__EXERCISE GOAL__: Once the line containing "Could you identify the deer's head" is found, copy it and each subsequent line exactly. Stop at the end of the records below.

Natural language region descriptions
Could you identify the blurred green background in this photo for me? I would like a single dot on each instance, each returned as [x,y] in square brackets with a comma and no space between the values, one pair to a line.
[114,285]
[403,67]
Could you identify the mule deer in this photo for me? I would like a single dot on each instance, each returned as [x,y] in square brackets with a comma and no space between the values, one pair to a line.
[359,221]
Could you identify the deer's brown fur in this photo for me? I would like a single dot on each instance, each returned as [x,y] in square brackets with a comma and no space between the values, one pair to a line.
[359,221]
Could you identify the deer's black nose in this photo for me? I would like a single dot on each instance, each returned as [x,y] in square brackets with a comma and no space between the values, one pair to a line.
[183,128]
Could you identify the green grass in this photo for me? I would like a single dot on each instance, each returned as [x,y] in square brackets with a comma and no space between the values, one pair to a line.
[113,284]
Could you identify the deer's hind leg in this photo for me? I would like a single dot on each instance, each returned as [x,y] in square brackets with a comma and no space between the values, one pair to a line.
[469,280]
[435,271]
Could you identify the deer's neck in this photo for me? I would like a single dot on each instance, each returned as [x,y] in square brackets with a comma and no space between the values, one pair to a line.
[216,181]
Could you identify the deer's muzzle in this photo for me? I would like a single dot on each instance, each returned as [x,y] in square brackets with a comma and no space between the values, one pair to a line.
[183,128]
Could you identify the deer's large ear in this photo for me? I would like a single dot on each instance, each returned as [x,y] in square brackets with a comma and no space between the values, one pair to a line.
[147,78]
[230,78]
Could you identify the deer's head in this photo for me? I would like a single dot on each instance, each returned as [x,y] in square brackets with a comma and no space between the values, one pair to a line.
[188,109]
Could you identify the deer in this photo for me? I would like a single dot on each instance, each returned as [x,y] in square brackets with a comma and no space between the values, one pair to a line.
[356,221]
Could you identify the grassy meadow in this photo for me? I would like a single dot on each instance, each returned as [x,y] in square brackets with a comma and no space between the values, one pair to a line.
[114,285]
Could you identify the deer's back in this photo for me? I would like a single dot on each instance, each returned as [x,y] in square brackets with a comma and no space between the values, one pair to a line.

__PROBLEM SOLUTION__:
Could you identify the deer's head in this photo for me? I would like a single dot on each instance, each returned as [x,y] in square brackets with a comma and no space between the values, one pair to a line.
[188,109]
Could you identify the deer in this photo for me? I would like a single dot on each instance, each returned as [x,y] in square brackets with a comma and no space between the values, one pair to a line.
[356,221]
Could you identify the grassy meadow in this photo for me? I would like a single dot on each instance, each returned as [x,y] in square brackets with a comma and no space between the values, one pair to a line.
[114,285]
Could you identify the deer's back in this photo for me? I would like a single dot on each instance, each returned as [x,y] in square brackets with a comma and no space between the values, one pair to a line.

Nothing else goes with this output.